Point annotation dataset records
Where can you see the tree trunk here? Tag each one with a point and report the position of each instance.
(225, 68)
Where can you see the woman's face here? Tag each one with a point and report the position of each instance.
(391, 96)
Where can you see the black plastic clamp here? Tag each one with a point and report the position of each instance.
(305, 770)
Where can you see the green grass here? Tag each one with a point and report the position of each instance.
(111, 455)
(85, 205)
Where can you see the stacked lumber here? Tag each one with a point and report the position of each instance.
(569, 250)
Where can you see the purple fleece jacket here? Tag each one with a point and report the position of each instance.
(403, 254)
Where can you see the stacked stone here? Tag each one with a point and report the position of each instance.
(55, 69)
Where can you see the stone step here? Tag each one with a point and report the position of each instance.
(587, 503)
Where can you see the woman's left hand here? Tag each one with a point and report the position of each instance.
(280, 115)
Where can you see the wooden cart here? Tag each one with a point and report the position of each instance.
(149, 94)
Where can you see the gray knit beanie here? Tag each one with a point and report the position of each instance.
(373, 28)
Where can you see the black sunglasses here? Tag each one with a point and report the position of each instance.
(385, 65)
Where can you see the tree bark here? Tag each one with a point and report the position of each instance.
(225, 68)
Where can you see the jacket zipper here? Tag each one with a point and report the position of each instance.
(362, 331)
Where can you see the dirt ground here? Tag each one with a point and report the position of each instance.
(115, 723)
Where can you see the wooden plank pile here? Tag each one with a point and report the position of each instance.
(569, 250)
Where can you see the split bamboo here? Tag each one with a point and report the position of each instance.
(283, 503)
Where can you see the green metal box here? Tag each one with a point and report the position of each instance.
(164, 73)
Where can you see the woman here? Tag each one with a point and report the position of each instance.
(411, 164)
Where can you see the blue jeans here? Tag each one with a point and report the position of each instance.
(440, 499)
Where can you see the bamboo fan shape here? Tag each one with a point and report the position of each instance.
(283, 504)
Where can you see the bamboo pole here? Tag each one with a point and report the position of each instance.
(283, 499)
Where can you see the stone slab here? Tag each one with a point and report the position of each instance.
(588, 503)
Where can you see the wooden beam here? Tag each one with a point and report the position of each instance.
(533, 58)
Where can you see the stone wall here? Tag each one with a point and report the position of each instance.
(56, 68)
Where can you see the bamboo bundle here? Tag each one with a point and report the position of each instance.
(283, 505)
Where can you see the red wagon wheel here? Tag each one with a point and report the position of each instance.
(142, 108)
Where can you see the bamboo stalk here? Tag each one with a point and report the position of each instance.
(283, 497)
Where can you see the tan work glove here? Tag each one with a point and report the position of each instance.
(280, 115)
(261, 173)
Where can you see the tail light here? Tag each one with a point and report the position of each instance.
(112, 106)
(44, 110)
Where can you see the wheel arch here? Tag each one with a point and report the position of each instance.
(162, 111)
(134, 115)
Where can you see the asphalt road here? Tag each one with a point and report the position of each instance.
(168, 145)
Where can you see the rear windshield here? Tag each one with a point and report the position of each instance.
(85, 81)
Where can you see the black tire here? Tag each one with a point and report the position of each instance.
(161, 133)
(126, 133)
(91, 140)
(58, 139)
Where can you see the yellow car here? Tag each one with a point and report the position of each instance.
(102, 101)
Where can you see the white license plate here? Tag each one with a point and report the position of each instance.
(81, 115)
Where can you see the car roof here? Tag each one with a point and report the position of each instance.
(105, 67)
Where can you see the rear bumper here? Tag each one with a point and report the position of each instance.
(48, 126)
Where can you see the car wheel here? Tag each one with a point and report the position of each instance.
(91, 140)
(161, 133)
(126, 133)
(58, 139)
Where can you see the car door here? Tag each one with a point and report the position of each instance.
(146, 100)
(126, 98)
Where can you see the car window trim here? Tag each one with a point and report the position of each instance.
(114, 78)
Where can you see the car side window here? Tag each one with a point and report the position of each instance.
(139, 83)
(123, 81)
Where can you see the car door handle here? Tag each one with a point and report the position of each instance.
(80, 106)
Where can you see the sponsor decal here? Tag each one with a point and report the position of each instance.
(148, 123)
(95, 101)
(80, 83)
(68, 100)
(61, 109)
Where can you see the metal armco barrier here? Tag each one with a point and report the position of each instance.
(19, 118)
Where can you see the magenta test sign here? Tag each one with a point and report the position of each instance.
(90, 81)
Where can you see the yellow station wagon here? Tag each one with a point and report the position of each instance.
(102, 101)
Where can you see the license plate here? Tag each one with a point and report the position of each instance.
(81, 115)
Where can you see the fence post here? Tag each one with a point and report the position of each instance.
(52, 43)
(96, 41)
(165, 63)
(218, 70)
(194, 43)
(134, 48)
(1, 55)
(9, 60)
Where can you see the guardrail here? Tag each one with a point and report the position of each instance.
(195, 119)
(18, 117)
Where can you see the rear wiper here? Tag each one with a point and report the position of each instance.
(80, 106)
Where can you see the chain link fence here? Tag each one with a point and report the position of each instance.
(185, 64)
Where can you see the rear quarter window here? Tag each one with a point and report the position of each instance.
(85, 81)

▶ _Exercise_
Your task is to print the whole listing again exactly.

▶ _Answer to this exercise_
Where can you see the tree trunk here? Tag each one with a point and report the position of each instance.
(225, 68)
Where can you see the woman's face here? Tag each one with a point and report the position of each instance.
(391, 96)
Where can you see the black plastic clamp here? Tag each one with a point and report the position of each instance.
(305, 770)
Where can you see the green grass here? Tag each one with a point and report the position of each instance.
(111, 455)
(85, 205)
Where can you see the stacked lumber here? Tag each one with a point and report the position of each instance.
(569, 250)
Where can you see the purple fleece jacket here? Tag each one with a point and report the position of each instance.
(403, 254)
Where can you see the stacked stone here? Tag each one with a point and report the position of each instance.
(55, 69)
Where can you see the stone step here? Tag each one with a point and report the position of each instance.
(587, 503)
Where can you see the woman's left hand here? Tag each one with a point and report the position of each instance.
(280, 115)
Where can you see the wooden cart here? Tag each one with a point and report the position of each instance.
(149, 94)
Where can you see the gray knit beanie here? Tag each one with a point and report the position of each instance.
(373, 28)
Where can you see the black sunglasses here? Tag each one with a point and report the position of each instance.
(385, 65)
Where can you see the tree bark here? Tag each one with a point and report the position of each instance.
(225, 68)
Where can you see the jacket zipper here? Tag each one with a point and report the position of each instance.
(362, 331)
Where can you see the dirt ground here? Tag each one with a point and report the position of each instance.
(115, 723)
Where can you see the wooden plank pile here? Tag each one with a point and report the position of each instance.
(569, 250)
Where can you see the split bamboo here? Tag each one with a point and report the position of each instance.
(283, 503)
Where can you see the green metal box here? Tag each one with a point and report the position of each instance.
(164, 73)
Where can you see the woman here? Tag each one with a point and report the position of each instance.
(411, 164)
Where can you see the blue jeans here? Tag each one with a point and report the position of each instance.
(440, 499)
Where can you see the bamboo fan shape here? Tag each one with a point and report the position of each instance.
(283, 504)
Where can you see the bamboo pole here? Tag each one with a point and report the position of each instance.
(283, 499)
Where can you see the stone slab here? Tag each one with a point and report the position of each instance.
(588, 503)
Where can you see the wooden beam here? Tag each one with a point and report the position of each instance.
(533, 58)
Where can you see the stone wall here? Tag each one with a point and report the position of each instance.
(56, 68)
Where can you see the bamboo bundle here? Tag each one with a point and report the position of each instance.
(283, 505)
Where can you see the red wagon wheel here? Tag each one with a point and report the position of each instance.
(142, 108)
Where can you see the bamboo stalk here? Tag each one with a point and report the position of each instance.
(283, 497)
Where can you see the tan work glove here? Tag each one with a point and report the position of each instance.
(280, 115)
(261, 173)
Where can you see the tail light here? Tag each one with a point and report the position of each instance.
(112, 106)
(44, 110)
Where can you see the wheel arch here? Tag each one with a point and report the position of each instance.
(162, 111)
(134, 115)
Where can you see the asphalt road here? Tag each one with a point and report the position of each instance.
(168, 145)
Where can you see the rear windshield here? Tag each one with a point and report the position of each instance.
(85, 81)
Where can you see the black tire here? Tag each one with a point and report the position of each instance.
(161, 133)
(126, 133)
(91, 140)
(58, 139)
Where can you see the yellow car here? Tag each one with a point and report the position of each instance.
(102, 101)
Where can you see the white license plate here? Tag each one with a point and report the position of each instance.
(81, 115)
Where can you see the car roof here? Tag each one with a point and report the position of each instance.
(105, 67)
Where can you see the rear bumper here? Tag each one with a point and report the position of each instance.
(48, 126)
Where can you see the car wheel here? Tag each one with a point and report the position of each instance.
(91, 140)
(161, 133)
(126, 133)
(58, 139)
Where can you see the car door here? Tag each one with a point and report the position of each instance.
(146, 100)
(126, 98)
Where can you see the car window trim here? Tag each one with a point and report the position of each instance.
(114, 78)
Where can you see the car side window here? Tag each one with a point and report the position of each instance.
(139, 83)
(123, 81)
Where can you see the car door handle here? Tag each one with a point and report the position of each instance.
(80, 106)
Where can you see the sponsor decal here? Tag each one with a point and report the position of each instance.
(148, 123)
(95, 101)
(80, 83)
(68, 100)
(61, 109)
Where can you see the metal armco barrier here? Tag each one with a point and report the position of each instance.
(19, 118)
Where can you see the magenta test sign here? Tag each one with a point and report the position of each instance.
(90, 81)
Where can you see the yellow station wagon here? Tag each one with a point and report the position of each instance.
(102, 101)
Where can you see the license plate here? Tag each one with a point and report the position of each instance.
(81, 115)
Where can you see the fence post here? Tag each one with a point and report the position of each instance.
(52, 43)
(96, 41)
(165, 63)
(218, 70)
(194, 43)
(134, 48)
(1, 55)
(9, 60)
Where can you see the guardrail here? Tag each one with a point and report the position of each instance.
(195, 119)
(18, 117)
Where can you see the rear wiper here? Tag each one with a point and report the position of each instance.
(80, 106)
Where can you see the chain link fence here? Tag each one with a point and report the position of each instance.
(185, 64)
Where can you see the rear quarter window here? Tag each one with a point and report the position of each instance.
(85, 81)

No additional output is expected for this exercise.